• Passage shown
Outlook: Data today includes initial jobless claims, the Philadelphia Fed, and existing home sales. The Philly Fed is important in the context of the Empire State coming in so bad. The Bloomberg survey has -5 after -12.3 last time.

As noted above, we have severe divergence in interpretation of the Fed minutes, although as more time passes, the dovish side is losing steam and more statements favor the hawkish/resolute. It’s true the Fed wants to see what is developing in the economy, but that doesn’t necessarily mean a crack in the resolution to deal with inflation first and worry about the consequences later.

This seesawing has been going on for some time now and while the stock market is willing to buy the dovish story and seems to be buying it again this morning–or saying it can live with the strongest of hikes--the bond gang is less impressed. In FX, we had intraday volatility as traders changed their minds every couple of hours, and sometimes by so much as to signal a technical reversal, only to reverse back again, as we saw in the dollar/yen yesterday. We can’t remember the last time this happened.

• Saved entries

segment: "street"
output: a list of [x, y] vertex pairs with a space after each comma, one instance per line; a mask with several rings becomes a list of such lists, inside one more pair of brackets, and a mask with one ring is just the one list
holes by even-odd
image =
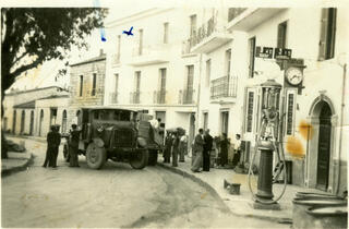
[[159, 167], [108, 161], [92, 170], [80, 157], [81, 168], [69, 168], [60, 152], [58, 169], [45, 169], [46, 145], [25, 144], [35, 162], [2, 179], [3, 227], [288, 228], [236, 217], [195, 182]]

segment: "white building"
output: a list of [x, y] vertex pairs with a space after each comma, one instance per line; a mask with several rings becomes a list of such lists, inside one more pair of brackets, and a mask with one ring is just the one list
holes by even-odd
[[[254, 150], [261, 128], [257, 85], [273, 77], [282, 85], [282, 142], [292, 183], [341, 193], [347, 189], [347, 22], [348, 10], [341, 8], [226, 9], [206, 14], [198, 28], [205, 31], [203, 38], [192, 48], [204, 55], [198, 125], [227, 132], [228, 137], [241, 133]], [[217, 24], [213, 33], [210, 23]], [[277, 64], [282, 61], [256, 58], [256, 47], [291, 49], [292, 58], [301, 59], [293, 61], [303, 74], [301, 85], [287, 83], [288, 67]]]
[[[112, 41], [105, 104], [146, 110], [166, 129], [184, 128], [192, 141], [201, 70], [198, 56], [188, 52], [190, 15], [183, 9], [151, 9], [107, 24]], [[133, 36], [122, 34], [132, 26]]]

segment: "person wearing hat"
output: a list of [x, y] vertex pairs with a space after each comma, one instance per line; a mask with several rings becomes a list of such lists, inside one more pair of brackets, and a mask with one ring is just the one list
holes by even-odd
[[57, 168], [57, 156], [58, 156], [58, 150], [59, 150], [59, 145], [61, 144], [61, 134], [59, 133], [59, 125], [56, 124], [53, 125], [52, 129], [52, 150], [51, 150], [51, 157], [49, 160], [49, 166], [52, 167], [53, 169]]
[[80, 131], [77, 130], [76, 124], [72, 124], [72, 130], [70, 131], [70, 142], [69, 142], [69, 167], [80, 167], [77, 159], [79, 150], [79, 141], [80, 141]]
[[47, 141], [47, 149], [46, 149], [46, 156], [43, 167], [46, 168], [47, 166], [51, 166], [51, 155], [53, 153], [53, 145], [55, 145], [55, 125], [51, 125], [50, 131], [47, 133], [46, 141]]

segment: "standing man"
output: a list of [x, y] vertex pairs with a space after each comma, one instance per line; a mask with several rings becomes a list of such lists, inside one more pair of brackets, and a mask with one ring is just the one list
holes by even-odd
[[236, 144], [233, 145], [233, 160], [232, 166], [236, 167], [240, 162], [240, 156], [241, 156], [241, 140], [240, 134], [236, 134]]
[[[55, 144], [55, 134], [53, 134], [53, 130], [55, 130], [55, 125], [51, 125], [50, 128], [51, 130], [47, 133], [47, 149], [46, 149], [46, 156], [45, 156], [45, 161], [43, 167], [46, 168], [50, 161], [51, 161], [51, 155], [53, 152], [53, 144]], [[51, 166], [51, 165], [49, 165]]]
[[80, 141], [80, 131], [77, 130], [76, 124], [72, 124], [72, 130], [70, 132], [69, 141], [69, 167], [80, 167], [77, 160], [77, 150], [79, 150], [79, 141]]
[[59, 133], [59, 125], [53, 125], [53, 145], [51, 150], [51, 158], [50, 158], [50, 167], [53, 169], [57, 168], [57, 156], [59, 150], [59, 145], [61, 144], [61, 134]]
[[212, 145], [213, 145], [213, 137], [209, 135], [209, 130], [206, 130], [205, 136], [205, 144], [204, 144], [204, 152], [203, 152], [203, 156], [204, 156], [204, 166], [203, 166], [203, 170], [204, 171], [209, 171], [209, 153], [212, 150]]
[[203, 161], [203, 150], [204, 150], [204, 130], [198, 129], [198, 134], [195, 136], [194, 140], [194, 146], [193, 146], [193, 165], [192, 165], [192, 171], [193, 172], [200, 172], [200, 168]]

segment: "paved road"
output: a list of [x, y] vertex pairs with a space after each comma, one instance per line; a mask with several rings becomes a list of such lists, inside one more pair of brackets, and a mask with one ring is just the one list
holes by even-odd
[[163, 168], [133, 170], [107, 162], [103, 170], [69, 168], [60, 153], [58, 170], [45, 169], [45, 145], [26, 141], [35, 162], [2, 179], [2, 227], [288, 228], [241, 218], [193, 181]]

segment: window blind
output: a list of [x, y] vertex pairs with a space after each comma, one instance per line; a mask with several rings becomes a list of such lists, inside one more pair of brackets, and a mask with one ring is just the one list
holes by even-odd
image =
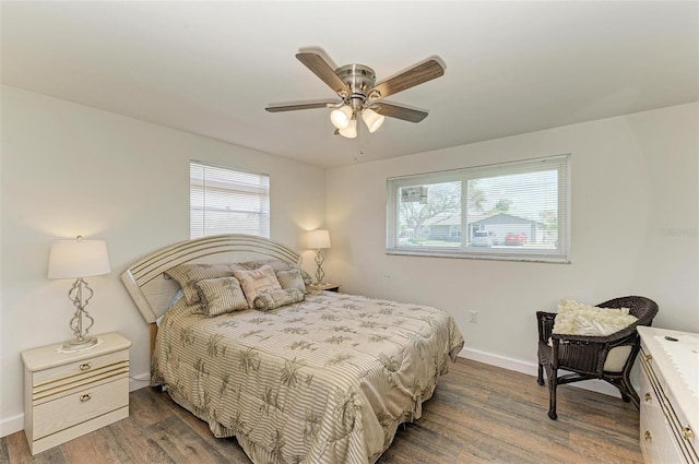
[[569, 155], [388, 179], [387, 252], [568, 262]]
[[190, 236], [270, 237], [270, 177], [190, 162]]

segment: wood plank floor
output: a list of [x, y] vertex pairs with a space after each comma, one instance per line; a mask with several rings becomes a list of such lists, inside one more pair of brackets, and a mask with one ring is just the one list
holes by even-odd
[[[531, 376], [459, 359], [440, 378], [423, 417], [399, 429], [380, 464], [642, 463], [638, 411], [620, 398], [565, 385], [558, 420], [546, 416], [548, 394]], [[166, 393], [131, 393], [131, 415], [31, 456], [24, 432], [0, 439], [0, 463], [240, 463], [235, 438], [208, 426]], [[339, 463], [341, 464], [341, 463]]]

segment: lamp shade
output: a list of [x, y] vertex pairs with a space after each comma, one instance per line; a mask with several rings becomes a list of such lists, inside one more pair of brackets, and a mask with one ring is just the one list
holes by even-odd
[[376, 112], [370, 108], [367, 108], [364, 111], [362, 111], [362, 119], [364, 119], [364, 122], [367, 124], [369, 132], [375, 132], [377, 129], [381, 127], [386, 117], [382, 115], [379, 115], [378, 112]]
[[352, 107], [343, 105], [330, 112], [330, 121], [337, 129], [345, 129], [352, 119]]
[[330, 248], [330, 233], [325, 229], [311, 230], [308, 233], [308, 248], [318, 250]]
[[56, 240], [48, 258], [48, 278], [80, 278], [109, 274], [109, 255], [104, 240]]
[[351, 119], [350, 120], [350, 124], [344, 129], [340, 129], [339, 132], [340, 132], [340, 135], [345, 136], [347, 139], [356, 138], [357, 136], [357, 120], [356, 119]]

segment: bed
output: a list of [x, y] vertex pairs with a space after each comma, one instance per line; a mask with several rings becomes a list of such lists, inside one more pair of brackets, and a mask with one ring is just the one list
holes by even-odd
[[[436, 308], [309, 290], [299, 259], [264, 238], [224, 235], [129, 267], [122, 282], [151, 324], [151, 383], [215, 437], [235, 436], [256, 464], [374, 463], [401, 423], [420, 417], [463, 337]], [[198, 301], [177, 274], [225, 266], [232, 275], [194, 283]], [[269, 269], [291, 287], [262, 286], [247, 300], [247, 272]], [[206, 290], [220, 283], [225, 298]], [[232, 305], [238, 309], [220, 311]]]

• Work order 1
Can you copy, word for word, everything in the market commentary from "As noted above, we" down to "the consequences later."?
• Work order 2
Could you pick up the market commentary after its last sentence and keep it going?

• Response 1
As noted above, we have severe divergence in interpretation of the Fed minutes, although as more time passes, the dovish side is losing steam and more statements favor the hawkish/resolute. It’s true the Fed wants to see what is developing in the economy, but that doesn’t necessarily mean a crack in the resolution to deal with inflation first and worry about the consequences later.

• Response 2
Commentary today pretends analysts saw the hawkish side of the Fed minutes from the get-go, but that’s simply not true. There was plenty of doubt and real price action before the hawkish side won. Maybe this doesn’t matter much in the longer run, but it can signal that every time we get new data pointing to falling inflation and/or rising recession, we have to go through this whipsaw again.

If inflation is not keeping consumers away from buying, where are we on the recession? The Atlanta Fed GDPNow model ticked down to 1.6% for Q3 from 1.8% the day before, based on retail sales and the nowcast of real personal consumption expenditures growth down to 2.4% from 2.7%. Still not a recession. We get another update next Wednesday. Some analysts say 1.6% is not much of a cushion and Q3 can end up negative for the third quarter in a row, led by housing and durables. We say scare-mongering like this is not called for.

Off on the side but starting to become central is the global drought. It’s starting to affect economies. We have the mighty Colorado River down so far that Lake Mead is delivering dozens of dead bodies from what used to be the depths. California managed to weasel the same amount of water for homes and farms out of the multi-state water-sharing agreement, but that might not last and the country could lose a big chunk of its fresh food. The California drought is now over 20 years old.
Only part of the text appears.